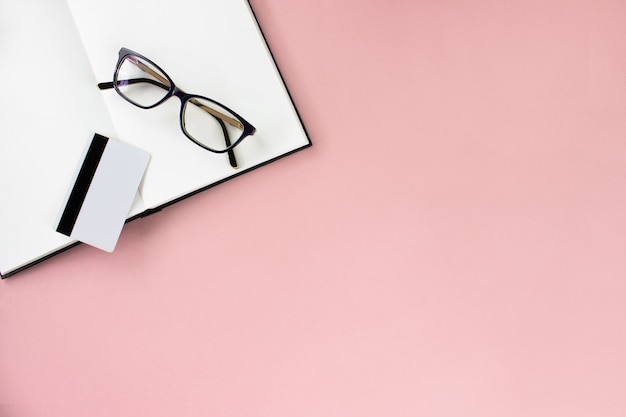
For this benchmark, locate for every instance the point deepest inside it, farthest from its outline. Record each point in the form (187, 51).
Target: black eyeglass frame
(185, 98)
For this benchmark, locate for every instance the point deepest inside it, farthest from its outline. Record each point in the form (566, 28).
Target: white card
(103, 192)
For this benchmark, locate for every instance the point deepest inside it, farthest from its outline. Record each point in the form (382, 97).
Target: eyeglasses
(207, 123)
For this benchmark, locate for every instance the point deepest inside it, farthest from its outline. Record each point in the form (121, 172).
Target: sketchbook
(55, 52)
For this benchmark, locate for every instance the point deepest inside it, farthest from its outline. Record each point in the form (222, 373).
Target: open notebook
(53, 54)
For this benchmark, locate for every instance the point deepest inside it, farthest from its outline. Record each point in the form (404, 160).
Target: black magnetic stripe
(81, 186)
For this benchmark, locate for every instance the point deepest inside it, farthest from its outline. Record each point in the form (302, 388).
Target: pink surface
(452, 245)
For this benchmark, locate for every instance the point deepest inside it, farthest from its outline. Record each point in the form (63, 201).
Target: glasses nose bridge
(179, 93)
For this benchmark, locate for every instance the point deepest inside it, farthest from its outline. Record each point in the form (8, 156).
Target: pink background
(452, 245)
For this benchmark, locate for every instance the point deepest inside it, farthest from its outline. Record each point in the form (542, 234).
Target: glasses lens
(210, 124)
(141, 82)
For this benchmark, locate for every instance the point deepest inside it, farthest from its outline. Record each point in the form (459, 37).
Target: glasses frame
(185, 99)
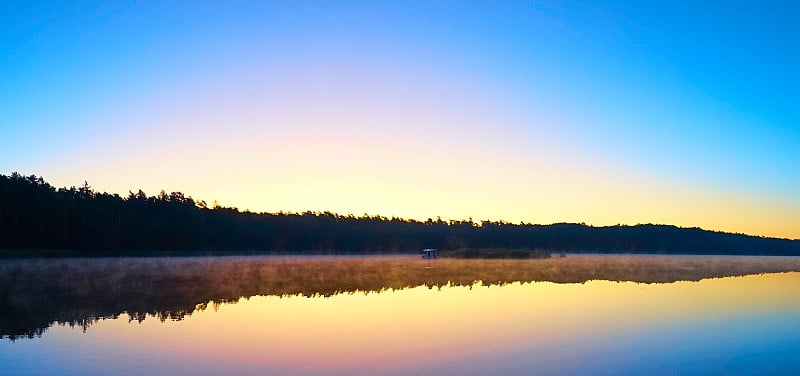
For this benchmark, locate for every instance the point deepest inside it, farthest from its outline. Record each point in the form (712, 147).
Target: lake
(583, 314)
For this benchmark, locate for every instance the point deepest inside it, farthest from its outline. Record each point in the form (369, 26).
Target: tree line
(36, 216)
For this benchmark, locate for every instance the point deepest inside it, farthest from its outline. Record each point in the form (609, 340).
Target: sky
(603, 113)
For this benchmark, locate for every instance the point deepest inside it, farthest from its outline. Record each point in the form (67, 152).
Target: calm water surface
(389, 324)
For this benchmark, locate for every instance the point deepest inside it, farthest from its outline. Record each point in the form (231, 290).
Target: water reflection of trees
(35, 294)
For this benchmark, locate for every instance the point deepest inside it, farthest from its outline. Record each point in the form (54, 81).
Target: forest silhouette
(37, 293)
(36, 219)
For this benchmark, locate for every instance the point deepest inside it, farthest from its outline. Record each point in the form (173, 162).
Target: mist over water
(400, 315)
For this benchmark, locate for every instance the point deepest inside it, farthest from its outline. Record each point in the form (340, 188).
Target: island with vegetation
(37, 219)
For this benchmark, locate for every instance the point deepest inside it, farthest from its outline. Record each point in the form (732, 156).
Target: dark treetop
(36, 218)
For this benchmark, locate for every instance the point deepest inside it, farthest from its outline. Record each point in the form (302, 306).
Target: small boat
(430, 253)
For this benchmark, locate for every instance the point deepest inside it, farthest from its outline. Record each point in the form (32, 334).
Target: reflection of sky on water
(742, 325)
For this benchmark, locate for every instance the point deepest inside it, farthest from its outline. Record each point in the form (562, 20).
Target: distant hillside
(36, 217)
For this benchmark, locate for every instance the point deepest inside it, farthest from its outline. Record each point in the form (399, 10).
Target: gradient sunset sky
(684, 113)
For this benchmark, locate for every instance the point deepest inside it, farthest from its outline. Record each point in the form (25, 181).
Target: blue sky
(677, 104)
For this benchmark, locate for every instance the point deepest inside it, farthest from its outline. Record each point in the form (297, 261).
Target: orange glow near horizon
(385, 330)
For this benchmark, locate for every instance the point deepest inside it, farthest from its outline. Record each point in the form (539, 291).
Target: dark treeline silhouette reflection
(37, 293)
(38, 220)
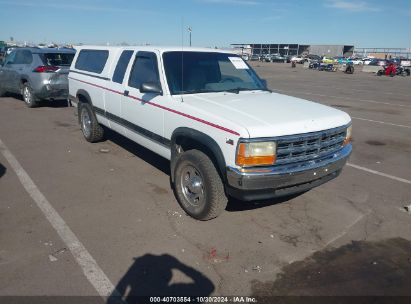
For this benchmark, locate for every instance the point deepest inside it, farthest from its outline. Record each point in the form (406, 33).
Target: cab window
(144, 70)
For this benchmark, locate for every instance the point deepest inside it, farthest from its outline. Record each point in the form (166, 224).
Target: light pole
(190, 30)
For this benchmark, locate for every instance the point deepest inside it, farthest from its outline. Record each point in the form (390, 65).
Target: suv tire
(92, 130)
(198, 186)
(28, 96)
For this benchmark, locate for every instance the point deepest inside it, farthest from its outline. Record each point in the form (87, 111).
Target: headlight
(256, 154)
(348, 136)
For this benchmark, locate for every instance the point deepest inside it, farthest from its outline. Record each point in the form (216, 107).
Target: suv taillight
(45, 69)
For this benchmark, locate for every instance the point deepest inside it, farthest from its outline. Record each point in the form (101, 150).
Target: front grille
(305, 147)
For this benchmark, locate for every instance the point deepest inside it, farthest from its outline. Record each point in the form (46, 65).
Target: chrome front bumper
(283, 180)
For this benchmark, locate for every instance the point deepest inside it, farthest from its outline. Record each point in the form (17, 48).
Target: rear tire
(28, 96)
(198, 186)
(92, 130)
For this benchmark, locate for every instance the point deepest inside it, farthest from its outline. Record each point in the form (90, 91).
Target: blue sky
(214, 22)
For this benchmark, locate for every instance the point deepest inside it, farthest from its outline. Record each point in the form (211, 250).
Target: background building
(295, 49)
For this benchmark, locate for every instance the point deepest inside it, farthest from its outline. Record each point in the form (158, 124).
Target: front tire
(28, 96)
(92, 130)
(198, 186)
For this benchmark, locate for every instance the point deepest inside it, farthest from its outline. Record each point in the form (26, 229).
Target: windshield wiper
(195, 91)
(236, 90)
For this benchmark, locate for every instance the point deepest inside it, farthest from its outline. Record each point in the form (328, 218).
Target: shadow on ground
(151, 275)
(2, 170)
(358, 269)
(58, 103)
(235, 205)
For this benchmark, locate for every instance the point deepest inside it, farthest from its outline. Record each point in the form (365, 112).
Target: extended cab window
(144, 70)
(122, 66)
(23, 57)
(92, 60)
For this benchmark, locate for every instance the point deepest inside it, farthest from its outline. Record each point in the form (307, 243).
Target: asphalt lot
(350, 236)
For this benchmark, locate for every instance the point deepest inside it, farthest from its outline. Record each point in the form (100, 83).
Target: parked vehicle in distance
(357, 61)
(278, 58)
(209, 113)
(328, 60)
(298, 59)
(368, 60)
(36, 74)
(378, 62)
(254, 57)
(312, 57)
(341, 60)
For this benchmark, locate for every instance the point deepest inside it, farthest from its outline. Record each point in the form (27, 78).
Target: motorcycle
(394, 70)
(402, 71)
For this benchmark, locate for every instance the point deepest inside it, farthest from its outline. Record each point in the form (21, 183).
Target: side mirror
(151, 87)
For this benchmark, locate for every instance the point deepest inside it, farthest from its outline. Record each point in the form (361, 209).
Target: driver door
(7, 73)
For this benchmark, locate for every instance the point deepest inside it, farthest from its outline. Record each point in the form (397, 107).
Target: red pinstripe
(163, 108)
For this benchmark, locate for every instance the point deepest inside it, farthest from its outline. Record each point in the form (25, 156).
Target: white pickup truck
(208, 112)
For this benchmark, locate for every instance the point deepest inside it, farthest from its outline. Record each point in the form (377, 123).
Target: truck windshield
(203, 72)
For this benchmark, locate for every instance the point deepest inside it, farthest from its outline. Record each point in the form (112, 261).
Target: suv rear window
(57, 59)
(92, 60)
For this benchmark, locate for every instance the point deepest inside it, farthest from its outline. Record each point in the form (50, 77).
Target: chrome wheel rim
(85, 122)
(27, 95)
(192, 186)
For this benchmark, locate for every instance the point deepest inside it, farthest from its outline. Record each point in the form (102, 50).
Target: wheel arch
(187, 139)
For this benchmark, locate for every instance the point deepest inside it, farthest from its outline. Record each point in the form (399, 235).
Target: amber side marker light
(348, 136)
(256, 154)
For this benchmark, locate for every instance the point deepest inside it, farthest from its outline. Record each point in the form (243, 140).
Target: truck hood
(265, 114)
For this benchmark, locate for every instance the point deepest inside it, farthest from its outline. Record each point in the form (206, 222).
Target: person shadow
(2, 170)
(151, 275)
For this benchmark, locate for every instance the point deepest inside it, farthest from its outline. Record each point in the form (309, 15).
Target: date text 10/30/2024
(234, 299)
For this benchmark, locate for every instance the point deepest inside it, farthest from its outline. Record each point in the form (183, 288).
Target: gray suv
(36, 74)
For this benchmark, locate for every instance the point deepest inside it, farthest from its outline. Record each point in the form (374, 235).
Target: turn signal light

• [INSTRUCTIONS FOR THE TASK]: Extract the lines above from the one containing "form (309, 15)." to the last line, both included, exactly as written.

• [EXERCISE OUTPUT]:
For this benchmark, locate for every instance the point deepest inside it, farthest from its outline. Record each point in the form (309, 15).
Target: date text 10/30/2024
(234, 299)
For this benchmark, locate for every instance the point deepest inside it, farthest from its outline. Record each point in the form (183, 288).
Target: gray suv
(36, 74)
For this benchmark, locate for every instance the point deepest inside it, farthest from its outline. Record each point in the form (374, 235).
Target: turn signal light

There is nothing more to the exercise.